To do: Reproduce the rows starting at the line that contains "the white cloud?" and ending at the line that contains "[0,395,239,473]", both included, without alteration.

Source records:
-- BEGIN --
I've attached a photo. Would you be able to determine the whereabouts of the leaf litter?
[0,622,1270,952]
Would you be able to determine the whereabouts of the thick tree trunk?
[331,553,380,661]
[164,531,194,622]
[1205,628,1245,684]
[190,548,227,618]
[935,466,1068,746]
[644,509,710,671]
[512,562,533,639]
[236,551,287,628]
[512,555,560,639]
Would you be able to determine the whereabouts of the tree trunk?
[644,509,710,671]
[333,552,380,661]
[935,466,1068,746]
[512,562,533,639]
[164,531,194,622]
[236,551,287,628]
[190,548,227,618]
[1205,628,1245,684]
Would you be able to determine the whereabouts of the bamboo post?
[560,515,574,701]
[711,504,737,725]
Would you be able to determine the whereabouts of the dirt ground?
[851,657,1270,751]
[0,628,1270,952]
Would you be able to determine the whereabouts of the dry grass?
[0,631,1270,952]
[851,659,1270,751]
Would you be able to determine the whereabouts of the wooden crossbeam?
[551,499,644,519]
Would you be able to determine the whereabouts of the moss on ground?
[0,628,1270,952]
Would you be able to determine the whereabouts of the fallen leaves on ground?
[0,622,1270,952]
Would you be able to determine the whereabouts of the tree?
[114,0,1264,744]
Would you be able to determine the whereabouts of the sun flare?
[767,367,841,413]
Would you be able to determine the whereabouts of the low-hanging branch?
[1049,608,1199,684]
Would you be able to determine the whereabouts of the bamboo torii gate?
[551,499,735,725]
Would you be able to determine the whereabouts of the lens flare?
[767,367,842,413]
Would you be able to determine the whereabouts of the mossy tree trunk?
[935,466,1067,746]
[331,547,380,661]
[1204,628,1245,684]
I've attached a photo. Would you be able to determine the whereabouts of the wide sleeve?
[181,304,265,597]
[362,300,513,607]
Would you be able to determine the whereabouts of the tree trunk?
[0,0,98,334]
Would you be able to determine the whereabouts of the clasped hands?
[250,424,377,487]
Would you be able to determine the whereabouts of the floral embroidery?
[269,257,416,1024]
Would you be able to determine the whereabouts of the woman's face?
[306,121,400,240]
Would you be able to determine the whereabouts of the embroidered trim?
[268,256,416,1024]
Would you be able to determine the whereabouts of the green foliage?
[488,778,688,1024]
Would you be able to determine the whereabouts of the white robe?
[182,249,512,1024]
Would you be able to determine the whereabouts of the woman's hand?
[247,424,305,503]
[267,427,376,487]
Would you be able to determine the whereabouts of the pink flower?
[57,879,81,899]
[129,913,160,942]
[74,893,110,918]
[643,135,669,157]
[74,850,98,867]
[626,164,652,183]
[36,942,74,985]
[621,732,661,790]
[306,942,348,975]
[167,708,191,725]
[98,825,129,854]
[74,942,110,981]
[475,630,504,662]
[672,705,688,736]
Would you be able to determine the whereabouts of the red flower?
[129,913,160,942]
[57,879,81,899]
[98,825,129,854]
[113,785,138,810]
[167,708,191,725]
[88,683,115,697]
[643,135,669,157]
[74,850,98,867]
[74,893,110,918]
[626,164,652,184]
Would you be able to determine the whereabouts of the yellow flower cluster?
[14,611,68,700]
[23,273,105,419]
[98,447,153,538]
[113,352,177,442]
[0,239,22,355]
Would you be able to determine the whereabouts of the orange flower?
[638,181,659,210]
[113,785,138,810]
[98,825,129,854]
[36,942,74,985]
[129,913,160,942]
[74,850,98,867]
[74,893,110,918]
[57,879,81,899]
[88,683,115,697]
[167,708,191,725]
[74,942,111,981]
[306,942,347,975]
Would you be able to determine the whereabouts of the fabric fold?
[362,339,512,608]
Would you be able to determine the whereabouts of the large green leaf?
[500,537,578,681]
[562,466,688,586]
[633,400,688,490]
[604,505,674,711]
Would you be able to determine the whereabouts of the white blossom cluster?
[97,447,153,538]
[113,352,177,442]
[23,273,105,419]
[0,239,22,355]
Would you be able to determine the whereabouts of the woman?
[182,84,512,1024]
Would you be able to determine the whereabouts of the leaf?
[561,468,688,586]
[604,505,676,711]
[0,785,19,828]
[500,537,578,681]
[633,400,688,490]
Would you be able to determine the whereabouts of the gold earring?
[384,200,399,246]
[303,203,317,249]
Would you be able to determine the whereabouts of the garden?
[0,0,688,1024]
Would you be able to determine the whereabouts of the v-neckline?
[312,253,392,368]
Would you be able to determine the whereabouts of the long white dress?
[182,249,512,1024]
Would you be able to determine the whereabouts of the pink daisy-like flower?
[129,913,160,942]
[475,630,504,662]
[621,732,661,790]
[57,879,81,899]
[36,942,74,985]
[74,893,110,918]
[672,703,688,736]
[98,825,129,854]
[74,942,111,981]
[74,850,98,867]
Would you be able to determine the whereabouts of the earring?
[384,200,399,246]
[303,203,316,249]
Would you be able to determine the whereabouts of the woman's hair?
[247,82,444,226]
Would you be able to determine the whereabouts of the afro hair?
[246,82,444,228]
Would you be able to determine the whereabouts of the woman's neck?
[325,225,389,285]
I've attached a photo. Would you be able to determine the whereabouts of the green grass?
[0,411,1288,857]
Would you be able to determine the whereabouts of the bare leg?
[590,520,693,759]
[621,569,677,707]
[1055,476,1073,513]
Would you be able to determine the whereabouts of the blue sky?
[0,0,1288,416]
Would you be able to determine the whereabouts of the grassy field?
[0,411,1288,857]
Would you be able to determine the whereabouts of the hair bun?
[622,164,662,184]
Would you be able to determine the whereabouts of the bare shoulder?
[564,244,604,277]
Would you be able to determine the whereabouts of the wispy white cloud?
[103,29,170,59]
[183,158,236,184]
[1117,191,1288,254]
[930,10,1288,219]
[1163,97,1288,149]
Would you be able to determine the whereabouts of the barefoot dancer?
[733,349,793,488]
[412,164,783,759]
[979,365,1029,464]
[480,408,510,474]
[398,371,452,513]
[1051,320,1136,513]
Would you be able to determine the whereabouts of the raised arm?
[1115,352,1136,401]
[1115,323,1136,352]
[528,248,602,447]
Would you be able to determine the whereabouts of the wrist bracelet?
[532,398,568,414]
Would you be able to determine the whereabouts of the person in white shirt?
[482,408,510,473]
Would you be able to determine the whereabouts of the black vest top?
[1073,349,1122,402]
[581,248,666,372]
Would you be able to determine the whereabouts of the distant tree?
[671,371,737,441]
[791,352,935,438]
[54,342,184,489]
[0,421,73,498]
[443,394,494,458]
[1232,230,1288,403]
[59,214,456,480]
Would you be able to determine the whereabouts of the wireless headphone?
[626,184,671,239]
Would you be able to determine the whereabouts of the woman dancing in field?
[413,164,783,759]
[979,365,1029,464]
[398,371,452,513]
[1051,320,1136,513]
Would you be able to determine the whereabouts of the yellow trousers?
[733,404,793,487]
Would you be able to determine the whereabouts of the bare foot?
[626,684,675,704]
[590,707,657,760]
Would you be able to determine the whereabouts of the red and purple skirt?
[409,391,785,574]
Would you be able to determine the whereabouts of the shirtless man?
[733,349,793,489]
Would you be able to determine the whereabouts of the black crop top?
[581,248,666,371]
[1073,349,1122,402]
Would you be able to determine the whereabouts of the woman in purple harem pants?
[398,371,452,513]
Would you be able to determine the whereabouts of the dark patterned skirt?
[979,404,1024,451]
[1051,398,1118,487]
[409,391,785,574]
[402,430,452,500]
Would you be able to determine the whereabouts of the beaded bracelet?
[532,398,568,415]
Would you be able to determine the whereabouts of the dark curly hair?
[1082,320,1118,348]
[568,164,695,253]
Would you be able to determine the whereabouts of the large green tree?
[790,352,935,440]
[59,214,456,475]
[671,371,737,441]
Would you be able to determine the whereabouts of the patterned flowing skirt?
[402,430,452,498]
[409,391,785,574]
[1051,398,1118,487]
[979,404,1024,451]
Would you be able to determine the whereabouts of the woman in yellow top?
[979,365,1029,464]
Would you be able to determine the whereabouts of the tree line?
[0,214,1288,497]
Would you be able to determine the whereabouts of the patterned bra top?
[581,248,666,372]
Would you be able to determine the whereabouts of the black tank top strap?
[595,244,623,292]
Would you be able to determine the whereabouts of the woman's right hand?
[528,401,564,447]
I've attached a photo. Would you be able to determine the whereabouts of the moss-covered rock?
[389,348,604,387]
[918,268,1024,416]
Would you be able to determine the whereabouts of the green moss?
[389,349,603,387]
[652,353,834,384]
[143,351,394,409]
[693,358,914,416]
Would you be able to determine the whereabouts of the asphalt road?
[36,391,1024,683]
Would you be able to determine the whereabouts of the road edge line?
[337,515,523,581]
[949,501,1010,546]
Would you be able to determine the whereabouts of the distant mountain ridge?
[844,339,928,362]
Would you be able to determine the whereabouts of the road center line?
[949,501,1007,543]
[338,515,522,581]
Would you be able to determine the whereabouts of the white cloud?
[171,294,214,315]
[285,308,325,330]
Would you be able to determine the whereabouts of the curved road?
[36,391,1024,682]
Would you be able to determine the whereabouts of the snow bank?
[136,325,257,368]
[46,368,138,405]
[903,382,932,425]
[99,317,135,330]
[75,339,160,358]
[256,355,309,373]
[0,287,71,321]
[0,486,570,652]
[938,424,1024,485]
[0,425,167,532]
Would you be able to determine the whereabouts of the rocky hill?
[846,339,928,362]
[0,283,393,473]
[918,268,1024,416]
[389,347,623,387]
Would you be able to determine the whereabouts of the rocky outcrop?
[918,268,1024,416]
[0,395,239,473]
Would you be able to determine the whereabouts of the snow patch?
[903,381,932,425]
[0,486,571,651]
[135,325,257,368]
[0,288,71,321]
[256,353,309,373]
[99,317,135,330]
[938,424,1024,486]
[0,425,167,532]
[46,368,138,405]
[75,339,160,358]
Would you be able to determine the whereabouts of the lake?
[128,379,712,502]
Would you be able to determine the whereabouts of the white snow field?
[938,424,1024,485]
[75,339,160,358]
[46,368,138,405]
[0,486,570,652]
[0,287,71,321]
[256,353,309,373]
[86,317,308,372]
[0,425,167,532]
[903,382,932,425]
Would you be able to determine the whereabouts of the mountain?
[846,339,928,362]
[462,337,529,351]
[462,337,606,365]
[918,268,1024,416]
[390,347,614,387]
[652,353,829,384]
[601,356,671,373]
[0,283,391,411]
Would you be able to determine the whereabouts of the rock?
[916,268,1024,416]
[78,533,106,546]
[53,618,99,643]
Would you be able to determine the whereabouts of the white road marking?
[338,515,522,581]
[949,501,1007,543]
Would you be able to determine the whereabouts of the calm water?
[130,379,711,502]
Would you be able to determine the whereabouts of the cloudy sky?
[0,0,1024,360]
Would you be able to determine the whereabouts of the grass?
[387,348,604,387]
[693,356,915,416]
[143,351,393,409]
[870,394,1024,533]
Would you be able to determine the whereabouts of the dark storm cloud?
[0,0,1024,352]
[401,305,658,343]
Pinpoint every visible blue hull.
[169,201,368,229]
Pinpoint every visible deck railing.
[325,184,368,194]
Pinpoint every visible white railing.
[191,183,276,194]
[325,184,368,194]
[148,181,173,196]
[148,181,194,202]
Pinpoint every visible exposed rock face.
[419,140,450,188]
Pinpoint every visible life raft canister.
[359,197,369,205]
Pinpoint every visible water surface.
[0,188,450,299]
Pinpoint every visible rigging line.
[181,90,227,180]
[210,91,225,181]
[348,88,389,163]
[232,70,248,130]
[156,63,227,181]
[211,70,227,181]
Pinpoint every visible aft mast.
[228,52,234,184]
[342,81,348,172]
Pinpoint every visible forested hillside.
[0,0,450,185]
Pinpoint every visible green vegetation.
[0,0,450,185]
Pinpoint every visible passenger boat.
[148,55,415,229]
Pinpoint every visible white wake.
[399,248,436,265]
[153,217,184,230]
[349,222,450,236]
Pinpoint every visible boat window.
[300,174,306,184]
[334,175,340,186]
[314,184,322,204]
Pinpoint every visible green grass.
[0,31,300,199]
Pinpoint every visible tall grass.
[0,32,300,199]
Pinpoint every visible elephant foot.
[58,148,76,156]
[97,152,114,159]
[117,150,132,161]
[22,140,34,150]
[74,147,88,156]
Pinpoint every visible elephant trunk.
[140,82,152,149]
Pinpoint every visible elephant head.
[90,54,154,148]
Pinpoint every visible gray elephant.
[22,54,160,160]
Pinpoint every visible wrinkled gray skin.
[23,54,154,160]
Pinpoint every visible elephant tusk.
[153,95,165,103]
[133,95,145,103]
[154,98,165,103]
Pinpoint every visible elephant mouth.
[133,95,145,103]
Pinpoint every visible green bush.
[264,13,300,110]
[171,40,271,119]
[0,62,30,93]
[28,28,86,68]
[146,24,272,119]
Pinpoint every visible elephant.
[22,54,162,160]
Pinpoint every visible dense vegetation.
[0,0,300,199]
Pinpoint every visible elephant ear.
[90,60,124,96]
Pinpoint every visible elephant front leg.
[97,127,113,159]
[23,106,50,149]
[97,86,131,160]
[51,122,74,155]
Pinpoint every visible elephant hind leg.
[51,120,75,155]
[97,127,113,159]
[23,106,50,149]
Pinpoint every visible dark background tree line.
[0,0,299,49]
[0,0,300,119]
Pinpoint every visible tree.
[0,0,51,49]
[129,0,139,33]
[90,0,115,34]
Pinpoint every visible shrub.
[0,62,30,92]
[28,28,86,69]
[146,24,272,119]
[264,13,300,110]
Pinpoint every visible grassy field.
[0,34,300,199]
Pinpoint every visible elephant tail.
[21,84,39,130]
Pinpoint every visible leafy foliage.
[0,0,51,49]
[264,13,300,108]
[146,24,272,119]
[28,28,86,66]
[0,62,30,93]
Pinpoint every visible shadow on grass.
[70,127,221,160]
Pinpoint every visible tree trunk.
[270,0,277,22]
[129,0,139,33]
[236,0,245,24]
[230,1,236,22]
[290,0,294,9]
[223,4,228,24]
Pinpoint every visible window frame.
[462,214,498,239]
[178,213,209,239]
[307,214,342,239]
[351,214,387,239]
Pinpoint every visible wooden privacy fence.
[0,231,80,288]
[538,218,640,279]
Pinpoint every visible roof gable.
-- END --
Solution:
Would you be able to determine the whereabouts of the white cloud?
[171,294,214,315]
[285,308,325,330]
Would you be able to determine the whereabouts of the curved road?
[36,391,1024,682]
Would you be able to determine the whereabouts of the snow bank?
[136,325,257,368]
[46,368,138,405]
[903,382,932,425]
[99,317,135,330]
[75,339,160,358]
[256,355,309,373]
[0,287,71,321]
[0,486,570,652]
[938,424,1024,485]
[0,425,167,532]
Would you be able to determine the whereabouts of the rocky hill?
[846,339,928,362]
[0,283,393,473]
[918,268,1024,416]
[389,347,623,387]
Would you be able to determine the whereabouts of the rocky outcrop?
[918,268,1024,416]
[0,395,239,473]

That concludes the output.